> [Task details]: Write out the abstracts on radio detection of cosmic rays and neutrinos below in full, word for word.

> [Source text]:

_ _ _

Optimal Radio Window for the Detection of Ultra-High-Energy Cosmic Rays and Neutrinos

O. Scholten, J. Bacelar, R. Braun, A.G. de Bruyn, H. Falcke, B. Stappers, R.G. Strom
When high-energy cosmic rays impinge on a dense dielectric medium, radio waves are produced through the Askaryan effect. We show that at wavelengths comparable to the length of the shower produced by an Ultra-High Energy cosmic ray or neutrino, radio signals are an extremely efficient way to detect these particles. Through an example it is shown that this new approach offers, for the first time, the realistic possibility to measure UHE neutrino fluxes below the Waxman-Bahcall limit using an existing facility. It is shown that in only one month of observation with the upcoming LOFAR radio telescope, cosmic-ray events can be measured beyond the GZK-limit, at a flux level of three orders of magnitude below that of the highest-energy events ever measured.

Status of Hawaii Askaryan in Salt Radio Array (HASRA) Experiment

Radovan Milincic
The exploration of GZK neutrinos through their interactions with matter via produced radio signals requires highly homogeneous material with small attenuation for radio frequencies. Rock salt in some salt dome formations provide dielectric material with great potential to host a large scale (100 Km^3) water-equivalent ultra-high energy neutrino detector. The Hawaii Askaryan in Salt Radio Array (HASRA) detector was built as a testbed for exploration of coherent radio Cherenkov emission in salt from interaction of cosmic ray induced cascades. We report results of 1 year of measurements of Askaryan effect with HASRA detector. Performance of the detector, its sensitivity and analysis of a newest data set will be presented.

Results from the RICE experiment at the South Pole

D. Besson
We discuss results on the UHE neutrino flux using the radio cherenkov technique at the South Pole. Limits on the diffuse UHE neutrino flux, searches for coincidences with Gamma-Ray Bursts, and searches for highly ionizing particles (monopoles) will be discussed.

_ _ _

> [Extracted records]:
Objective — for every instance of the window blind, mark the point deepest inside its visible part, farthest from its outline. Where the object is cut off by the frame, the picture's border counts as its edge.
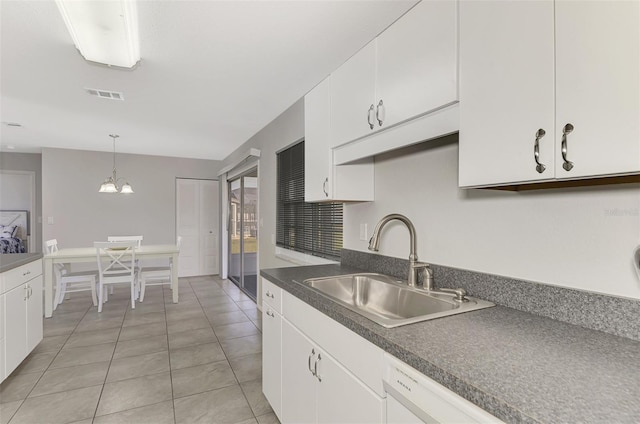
(313, 228)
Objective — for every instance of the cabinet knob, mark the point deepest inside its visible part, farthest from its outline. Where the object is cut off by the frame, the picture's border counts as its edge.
(536, 151)
(369, 116)
(380, 112)
(567, 165)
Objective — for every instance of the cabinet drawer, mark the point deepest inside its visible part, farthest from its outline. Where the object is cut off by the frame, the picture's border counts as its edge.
(20, 275)
(272, 295)
(361, 357)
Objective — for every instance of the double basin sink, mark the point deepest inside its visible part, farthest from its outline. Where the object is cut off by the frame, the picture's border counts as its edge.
(390, 302)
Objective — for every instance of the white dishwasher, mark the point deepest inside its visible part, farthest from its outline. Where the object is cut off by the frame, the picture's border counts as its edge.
(413, 398)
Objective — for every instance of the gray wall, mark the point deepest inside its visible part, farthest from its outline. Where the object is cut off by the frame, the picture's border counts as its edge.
(81, 215)
(581, 238)
(27, 162)
(280, 133)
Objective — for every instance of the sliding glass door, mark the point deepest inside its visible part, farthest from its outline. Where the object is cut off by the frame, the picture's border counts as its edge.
(243, 232)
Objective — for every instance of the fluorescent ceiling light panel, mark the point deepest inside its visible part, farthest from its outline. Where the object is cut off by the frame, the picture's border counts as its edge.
(104, 31)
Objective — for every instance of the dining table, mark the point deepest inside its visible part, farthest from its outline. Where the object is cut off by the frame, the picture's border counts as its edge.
(88, 254)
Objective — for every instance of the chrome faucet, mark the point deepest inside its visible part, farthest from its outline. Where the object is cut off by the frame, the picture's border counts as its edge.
(414, 265)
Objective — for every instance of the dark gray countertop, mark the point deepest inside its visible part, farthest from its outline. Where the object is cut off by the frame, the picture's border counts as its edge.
(518, 366)
(14, 260)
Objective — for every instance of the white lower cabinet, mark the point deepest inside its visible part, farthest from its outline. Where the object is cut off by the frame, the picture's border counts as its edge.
(21, 313)
(317, 389)
(272, 347)
(315, 370)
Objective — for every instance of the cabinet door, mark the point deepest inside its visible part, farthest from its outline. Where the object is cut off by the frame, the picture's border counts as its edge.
(16, 327)
(598, 86)
(352, 95)
(298, 383)
(318, 184)
(342, 398)
(34, 313)
(506, 91)
(417, 65)
(271, 358)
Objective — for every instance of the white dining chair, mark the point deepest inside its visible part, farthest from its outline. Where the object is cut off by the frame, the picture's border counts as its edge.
(116, 265)
(70, 282)
(156, 276)
(138, 240)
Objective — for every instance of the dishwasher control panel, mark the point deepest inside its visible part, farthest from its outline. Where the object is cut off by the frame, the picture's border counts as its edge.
(426, 399)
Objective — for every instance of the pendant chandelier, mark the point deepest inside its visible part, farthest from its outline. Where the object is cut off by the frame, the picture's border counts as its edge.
(110, 185)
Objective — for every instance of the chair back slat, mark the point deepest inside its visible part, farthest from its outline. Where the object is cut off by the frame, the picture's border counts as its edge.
(119, 257)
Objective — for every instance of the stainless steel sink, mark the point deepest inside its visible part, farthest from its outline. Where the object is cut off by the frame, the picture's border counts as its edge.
(390, 302)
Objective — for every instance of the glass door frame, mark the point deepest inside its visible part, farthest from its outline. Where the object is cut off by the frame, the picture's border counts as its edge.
(231, 212)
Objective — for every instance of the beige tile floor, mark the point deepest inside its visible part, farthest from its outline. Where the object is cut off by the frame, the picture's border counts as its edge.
(198, 361)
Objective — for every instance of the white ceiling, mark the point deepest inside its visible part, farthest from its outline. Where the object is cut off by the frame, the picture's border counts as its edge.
(212, 73)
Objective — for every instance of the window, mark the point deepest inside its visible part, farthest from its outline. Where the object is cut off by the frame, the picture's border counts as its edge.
(313, 228)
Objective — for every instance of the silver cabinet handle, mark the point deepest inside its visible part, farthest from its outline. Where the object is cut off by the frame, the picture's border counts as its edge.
(567, 165)
(313, 352)
(371, 125)
(315, 368)
(536, 151)
(380, 113)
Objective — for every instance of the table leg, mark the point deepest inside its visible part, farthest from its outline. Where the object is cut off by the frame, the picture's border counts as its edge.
(48, 288)
(174, 277)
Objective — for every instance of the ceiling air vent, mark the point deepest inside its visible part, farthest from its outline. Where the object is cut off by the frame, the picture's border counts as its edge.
(105, 94)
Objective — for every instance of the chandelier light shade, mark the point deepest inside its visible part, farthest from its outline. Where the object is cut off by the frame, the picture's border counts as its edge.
(104, 31)
(110, 185)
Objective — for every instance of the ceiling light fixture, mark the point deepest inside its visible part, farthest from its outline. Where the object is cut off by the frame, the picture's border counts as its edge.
(103, 31)
(110, 185)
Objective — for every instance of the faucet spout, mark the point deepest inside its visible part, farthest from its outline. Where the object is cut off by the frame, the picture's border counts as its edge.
(414, 266)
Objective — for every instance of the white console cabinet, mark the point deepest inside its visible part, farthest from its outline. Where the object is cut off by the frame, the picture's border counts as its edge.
(21, 299)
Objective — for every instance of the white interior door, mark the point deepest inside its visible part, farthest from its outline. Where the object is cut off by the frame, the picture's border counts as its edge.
(209, 218)
(197, 223)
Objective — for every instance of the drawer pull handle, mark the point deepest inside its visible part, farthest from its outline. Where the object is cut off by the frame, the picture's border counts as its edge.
(313, 352)
(536, 151)
(371, 112)
(567, 165)
(380, 113)
(315, 368)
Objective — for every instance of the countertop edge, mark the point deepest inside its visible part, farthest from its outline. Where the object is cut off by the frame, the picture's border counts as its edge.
(15, 260)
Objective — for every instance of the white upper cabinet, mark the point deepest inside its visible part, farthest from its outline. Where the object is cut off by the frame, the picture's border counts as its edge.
(417, 67)
(506, 91)
(324, 182)
(353, 97)
(598, 86)
(548, 90)
(408, 71)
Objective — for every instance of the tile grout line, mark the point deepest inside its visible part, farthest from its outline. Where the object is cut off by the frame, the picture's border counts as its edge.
(109, 367)
(48, 366)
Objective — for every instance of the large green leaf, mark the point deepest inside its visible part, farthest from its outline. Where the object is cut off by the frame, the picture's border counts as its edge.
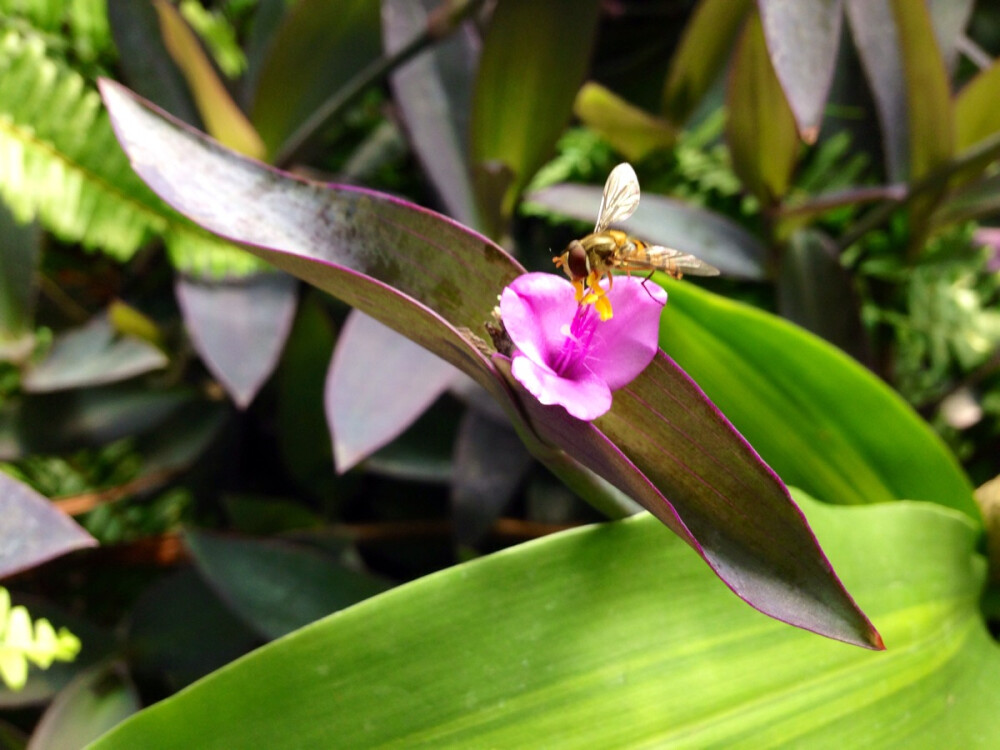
(533, 62)
(437, 282)
(820, 419)
(614, 636)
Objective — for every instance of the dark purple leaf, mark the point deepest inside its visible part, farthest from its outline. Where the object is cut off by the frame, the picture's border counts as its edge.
(33, 531)
(760, 128)
(490, 462)
(92, 355)
(665, 221)
(379, 382)
(239, 327)
(803, 37)
(274, 586)
(437, 282)
(434, 91)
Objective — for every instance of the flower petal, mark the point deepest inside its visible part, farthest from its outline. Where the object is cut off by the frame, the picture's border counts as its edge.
(535, 307)
(624, 345)
(587, 397)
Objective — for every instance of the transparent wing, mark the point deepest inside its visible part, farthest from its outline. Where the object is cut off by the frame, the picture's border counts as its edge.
(668, 259)
(621, 196)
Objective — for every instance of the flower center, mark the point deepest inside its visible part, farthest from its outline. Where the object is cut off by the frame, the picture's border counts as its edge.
(578, 335)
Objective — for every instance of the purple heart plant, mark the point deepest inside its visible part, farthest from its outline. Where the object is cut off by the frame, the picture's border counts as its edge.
(657, 438)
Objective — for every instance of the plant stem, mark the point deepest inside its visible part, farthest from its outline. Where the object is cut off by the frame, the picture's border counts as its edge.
(440, 23)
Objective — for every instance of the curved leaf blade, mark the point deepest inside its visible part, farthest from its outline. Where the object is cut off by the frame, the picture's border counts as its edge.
(239, 327)
(33, 531)
(815, 415)
(803, 39)
(616, 636)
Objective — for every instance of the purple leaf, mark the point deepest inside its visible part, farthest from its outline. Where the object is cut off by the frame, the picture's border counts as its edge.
(33, 531)
(239, 327)
(803, 37)
(379, 382)
(92, 355)
(665, 221)
(438, 282)
(490, 462)
(433, 92)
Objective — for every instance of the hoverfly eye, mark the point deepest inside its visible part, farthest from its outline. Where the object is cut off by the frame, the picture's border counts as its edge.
(577, 260)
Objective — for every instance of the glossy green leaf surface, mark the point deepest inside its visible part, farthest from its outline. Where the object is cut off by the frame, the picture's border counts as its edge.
(318, 48)
(705, 48)
(615, 636)
(531, 67)
(761, 131)
(803, 37)
(816, 416)
(436, 282)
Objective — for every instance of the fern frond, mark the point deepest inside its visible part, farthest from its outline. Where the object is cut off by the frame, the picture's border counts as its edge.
(85, 22)
(20, 643)
(60, 162)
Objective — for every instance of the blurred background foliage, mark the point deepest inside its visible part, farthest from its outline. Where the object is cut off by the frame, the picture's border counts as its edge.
(838, 162)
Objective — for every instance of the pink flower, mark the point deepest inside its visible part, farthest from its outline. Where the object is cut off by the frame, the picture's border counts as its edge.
(565, 353)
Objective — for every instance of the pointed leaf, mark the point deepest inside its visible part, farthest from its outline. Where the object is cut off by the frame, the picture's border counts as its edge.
(705, 48)
(666, 221)
(277, 587)
(795, 393)
(33, 531)
(630, 130)
(433, 92)
(93, 354)
(318, 48)
(222, 118)
(379, 382)
(583, 628)
(490, 462)
(803, 38)
(144, 60)
(93, 703)
(928, 94)
(239, 327)
(437, 282)
(533, 62)
(760, 130)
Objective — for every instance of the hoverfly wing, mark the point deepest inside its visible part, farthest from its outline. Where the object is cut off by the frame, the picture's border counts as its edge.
(671, 260)
(621, 196)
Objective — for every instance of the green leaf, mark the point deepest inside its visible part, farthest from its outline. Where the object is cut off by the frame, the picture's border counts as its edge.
(276, 587)
(803, 37)
(704, 49)
(532, 64)
(815, 415)
(60, 163)
(631, 131)
(615, 636)
(761, 132)
(928, 94)
(318, 48)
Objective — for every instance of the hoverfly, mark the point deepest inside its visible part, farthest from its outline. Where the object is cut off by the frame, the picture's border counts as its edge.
(587, 260)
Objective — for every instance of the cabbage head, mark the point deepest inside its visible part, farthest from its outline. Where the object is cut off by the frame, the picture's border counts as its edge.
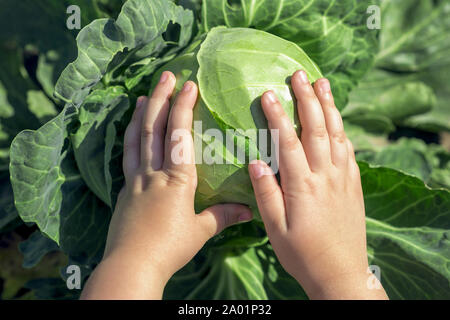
(233, 67)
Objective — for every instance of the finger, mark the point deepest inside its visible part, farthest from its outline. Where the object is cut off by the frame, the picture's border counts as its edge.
(132, 140)
(179, 146)
(314, 134)
(154, 123)
(353, 167)
(268, 197)
(334, 124)
(216, 218)
(292, 158)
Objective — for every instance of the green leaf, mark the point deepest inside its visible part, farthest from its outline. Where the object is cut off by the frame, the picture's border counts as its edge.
(36, 247)
(334, 34)
(407, 233)
(49, 190)
(253, 273)
(390, 96)
(94, 139)
(105, 45)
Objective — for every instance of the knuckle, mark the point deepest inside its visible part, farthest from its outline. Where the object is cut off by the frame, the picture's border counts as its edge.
(308, 184)
(291, 142)
(278, 110)
(267, 194)
(174, 177)
(339, 136)
(130, 146)
(147, 131)
(318, 132)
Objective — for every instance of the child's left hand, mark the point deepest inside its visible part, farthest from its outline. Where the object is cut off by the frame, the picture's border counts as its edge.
(154, 230)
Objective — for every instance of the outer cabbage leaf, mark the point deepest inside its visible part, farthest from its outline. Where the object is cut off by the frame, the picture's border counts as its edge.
(106, 48)
(413, 66)
(407, 233)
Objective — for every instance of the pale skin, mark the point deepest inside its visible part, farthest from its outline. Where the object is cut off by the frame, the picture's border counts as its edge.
(314, 218)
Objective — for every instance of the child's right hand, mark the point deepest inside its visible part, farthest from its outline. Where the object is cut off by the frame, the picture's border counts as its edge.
(315, 220)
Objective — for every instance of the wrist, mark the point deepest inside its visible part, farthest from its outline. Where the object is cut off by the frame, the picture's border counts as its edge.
(347, 286)
(124, 276)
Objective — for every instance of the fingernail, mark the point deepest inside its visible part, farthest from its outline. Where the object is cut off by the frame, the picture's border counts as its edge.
(164, 77)
(303, 77)
(140, 102)
(271, 97)
(246, 216)
(324, 86)
(257, 171)
(187, 86)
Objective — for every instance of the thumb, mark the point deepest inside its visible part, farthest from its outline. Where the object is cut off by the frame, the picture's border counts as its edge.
(269, 196)
(216, 218)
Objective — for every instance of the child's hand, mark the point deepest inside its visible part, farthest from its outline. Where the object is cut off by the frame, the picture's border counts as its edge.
(154, 230)
(315, 220)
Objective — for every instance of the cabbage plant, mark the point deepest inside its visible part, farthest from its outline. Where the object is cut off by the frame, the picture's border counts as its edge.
(66, 174)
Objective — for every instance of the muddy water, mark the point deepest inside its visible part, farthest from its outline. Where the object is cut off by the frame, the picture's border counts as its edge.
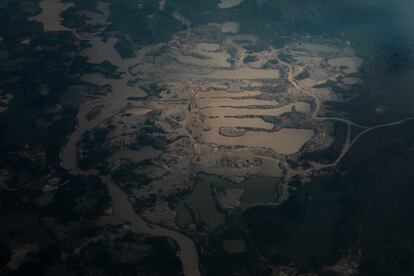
(135, 155)
(284, 141)
(99, 52)
(50, 17)
(212, 57)
(223, 102)
(231, 111)
(225, 4)
(226, 94)
(244, 73)
(124, 212)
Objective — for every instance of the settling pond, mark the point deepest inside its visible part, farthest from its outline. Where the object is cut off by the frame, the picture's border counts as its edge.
(201, 201)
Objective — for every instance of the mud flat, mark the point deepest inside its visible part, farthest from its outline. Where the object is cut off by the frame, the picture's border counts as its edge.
(215, 124)
(124, 213)
(50, 15)
(226, 94)
(244, 73)
(135, 155)
(225, 102)
(284, 141)
(350, 65)
(206, 55)
(231, 111)
(230, 27)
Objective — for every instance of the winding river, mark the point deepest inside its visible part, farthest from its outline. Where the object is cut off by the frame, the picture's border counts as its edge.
(123, 210)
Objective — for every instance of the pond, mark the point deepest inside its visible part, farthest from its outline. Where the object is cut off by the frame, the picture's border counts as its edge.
(202, 204)
(313, 236)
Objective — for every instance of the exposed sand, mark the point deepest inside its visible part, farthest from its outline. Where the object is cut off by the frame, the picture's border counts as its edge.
(225, 4)
(230, 111)
(135, 155)
(284, 141)
(353, 63)
(216, 102)
(244, 73)
(212, 56)
(226, 94)
(50, 15)
(230, 27)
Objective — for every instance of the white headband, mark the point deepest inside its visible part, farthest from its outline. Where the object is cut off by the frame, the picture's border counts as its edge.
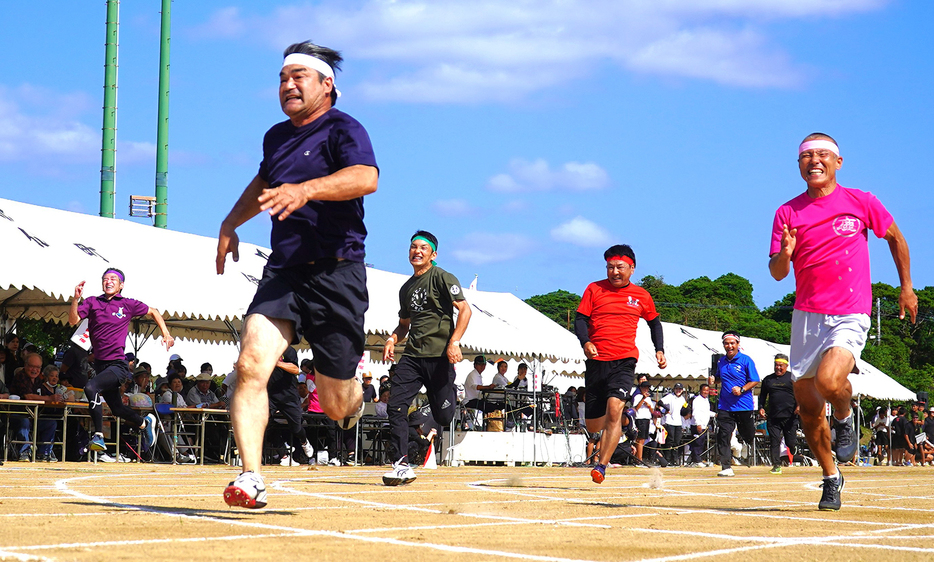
(817, 144)
(313, 63)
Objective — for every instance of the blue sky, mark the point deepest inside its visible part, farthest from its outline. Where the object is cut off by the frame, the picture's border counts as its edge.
(528, 136)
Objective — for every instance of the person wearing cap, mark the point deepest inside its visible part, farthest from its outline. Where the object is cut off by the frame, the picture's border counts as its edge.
(369, 391)
(824, 233)
(737, 374)
(474, 384)
(778, 406)
(317, 166)
(109, 316)
(200, 395)
(673, 404)
(427, 302)
(605, 324)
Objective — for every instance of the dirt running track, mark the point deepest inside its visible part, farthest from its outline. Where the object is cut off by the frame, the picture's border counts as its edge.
(69, 511)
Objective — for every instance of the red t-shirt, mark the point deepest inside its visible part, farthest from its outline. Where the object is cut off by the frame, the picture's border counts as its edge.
(614, 315)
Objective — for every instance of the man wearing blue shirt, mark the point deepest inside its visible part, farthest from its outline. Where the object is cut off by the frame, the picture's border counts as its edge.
(738, 376)
(317, 166)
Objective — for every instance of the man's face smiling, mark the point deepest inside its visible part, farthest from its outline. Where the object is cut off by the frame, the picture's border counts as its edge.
(618, 272)
(731, 346)
(303, 96)
(111, 284)
(421, 254)
(819, 168)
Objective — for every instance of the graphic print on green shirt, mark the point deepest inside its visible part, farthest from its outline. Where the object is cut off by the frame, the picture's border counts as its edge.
(427, 301)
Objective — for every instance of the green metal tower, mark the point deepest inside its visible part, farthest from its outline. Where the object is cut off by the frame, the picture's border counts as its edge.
(162, 135)
(109, 136)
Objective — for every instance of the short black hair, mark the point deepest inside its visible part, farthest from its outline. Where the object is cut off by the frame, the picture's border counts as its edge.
(620, 250)
(330, 56)
(427, 235)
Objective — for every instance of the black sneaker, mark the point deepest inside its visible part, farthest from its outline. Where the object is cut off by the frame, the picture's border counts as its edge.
(846, 444)
(830, 498)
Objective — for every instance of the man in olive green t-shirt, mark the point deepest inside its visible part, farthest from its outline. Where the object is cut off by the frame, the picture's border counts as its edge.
(427, 302)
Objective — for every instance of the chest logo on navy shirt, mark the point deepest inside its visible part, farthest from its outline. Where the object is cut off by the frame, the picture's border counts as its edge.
(847, 225)
(419, 298)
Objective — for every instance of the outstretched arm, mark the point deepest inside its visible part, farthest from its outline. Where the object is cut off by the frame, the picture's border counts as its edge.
(343, 185)
(907, 299)
(73, 317)
(167, 338)
(247, 207)
(463, 318)
(780, 262)
(395, 337)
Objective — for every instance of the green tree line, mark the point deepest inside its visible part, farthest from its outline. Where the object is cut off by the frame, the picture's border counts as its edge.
(899, 348)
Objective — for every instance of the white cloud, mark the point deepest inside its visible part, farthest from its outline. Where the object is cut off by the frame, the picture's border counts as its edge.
(485, 247)
(581, 232)
(452, 207)
(450, 51)
(539, 176)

_ _ _

> [In response]:
Optimal Radio Window for the Detection of Ultra-High-Energy Cosmic Rays and Neutrinos

O. Scholten, J. Bacelar, R. Braun, A.G. de Bruyn, H. Falcke, B. Stappers, R.G. Strom
When high-energy cosmic rays impinge on a dense dielectric medium, radio waves are produced through the Askaryan effect. We show that at wavelengths comparable to the length of the shower produced by an Ultra-High Energy cosmic ray or neutrino, radio signals are an extremely efficient way to detect these particles. Through an example it is shown that this new approach offers, for the first time, the realistic possibility to measure UHE neutrino fluxes below the Waxman-Bahcall limit using an existing facility. It is shown that in only one month of observation with the upcoming LOFAR radio telescope, cosmic-ray events can be measured beyond the GZK-limit, at a flux level of three orders of magnitude below that of the highest-energy events ever measured.

Status of Hawaii Askaryan in Salt Radio Array (HASRA) Experiment

Radovan Milincic
The exploration of GZK neutrinos through their interactions with matter via produced radio signals requires highly homogeneous material with small attenuation for radio frequencies. Rock salt in some salt dome formations provide dielectric material with great potential to host a large scale (100 Km^3) water-equivalent ultra-high energy neutrino detector. The Hawaii Askaryan in Salt Radio Array (HASRA) detector was built as a testbed for exploration of coherent radio Cherenkov emission in salt from interaction of cosmic ray induced cascades. We report results of 1 year of measurements of Askaryan effect with HASRA detector. Performance of the detector, its sensitivity and analysis of a newest data set will be presented.

Results from the RICE experiment at the South Pole

D. Besson
We discuss results on the UHE neutrino flux using the radio cherenkov technique at the South Pole. Limits on the diffuse UHE neutrino flux, searches for coincidences with Gamma-Ray Bursts, and searches for highly ionizing particles (monopoles) will be discussed.